[Start Materials provided]

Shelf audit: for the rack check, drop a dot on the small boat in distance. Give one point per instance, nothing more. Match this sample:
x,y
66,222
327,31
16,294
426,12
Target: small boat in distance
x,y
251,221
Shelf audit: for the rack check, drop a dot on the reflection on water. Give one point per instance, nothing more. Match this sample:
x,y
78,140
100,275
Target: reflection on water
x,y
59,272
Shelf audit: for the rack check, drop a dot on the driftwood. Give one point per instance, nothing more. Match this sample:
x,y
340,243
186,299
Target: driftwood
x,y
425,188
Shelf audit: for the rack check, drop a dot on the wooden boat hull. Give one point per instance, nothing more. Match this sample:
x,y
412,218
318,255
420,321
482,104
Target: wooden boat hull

[End Materials provided]
[Start Materials provided]

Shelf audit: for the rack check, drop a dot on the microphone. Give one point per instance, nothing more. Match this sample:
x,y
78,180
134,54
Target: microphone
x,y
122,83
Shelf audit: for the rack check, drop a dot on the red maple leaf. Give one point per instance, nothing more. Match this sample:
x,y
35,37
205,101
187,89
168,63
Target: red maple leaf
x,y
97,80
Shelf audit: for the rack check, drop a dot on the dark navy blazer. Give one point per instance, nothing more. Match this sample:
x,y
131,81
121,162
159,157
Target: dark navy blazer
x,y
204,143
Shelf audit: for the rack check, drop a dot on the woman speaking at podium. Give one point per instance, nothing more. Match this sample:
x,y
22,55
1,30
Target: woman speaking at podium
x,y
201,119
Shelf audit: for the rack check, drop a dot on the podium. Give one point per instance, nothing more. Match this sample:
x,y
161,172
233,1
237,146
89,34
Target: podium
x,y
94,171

[End Materials provided]
[Start Materials provided]

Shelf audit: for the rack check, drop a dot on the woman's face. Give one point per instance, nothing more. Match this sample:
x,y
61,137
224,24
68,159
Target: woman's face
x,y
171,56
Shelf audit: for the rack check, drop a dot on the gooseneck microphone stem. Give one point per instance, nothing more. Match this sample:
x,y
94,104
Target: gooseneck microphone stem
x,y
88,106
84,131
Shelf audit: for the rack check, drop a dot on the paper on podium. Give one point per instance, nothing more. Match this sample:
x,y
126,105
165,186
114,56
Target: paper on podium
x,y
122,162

[End Materials provided]

### Problem statement
Replace "driftwood" with "seaweed" in the data, starting at the line with "on the reflection" and ending at the line with "Target: wooden boat hull". Give back only those lines, with nothing else changed.

### Final result
Shelf audit: for the rack check, drop a dot on the reflection on water. Give one point per instance, nothing more. Match this sample:
x,y
78,140
100,275
Target: reflection on water
x,y
59,272
Shelf audit: for the rack check, drop a dot on the seaweed. Give one point per instance, nothing more. Match this sample:
x,y
340,243
186,299
Target: seaweed
x,y
425,188
Shelf audit: for the rack check, drop a dot on the wooden boat hull. Give one point per instance, nothing more. Match this sample:
x,y
412,218
318,255
420,321
482,104
Target: wooden boat hull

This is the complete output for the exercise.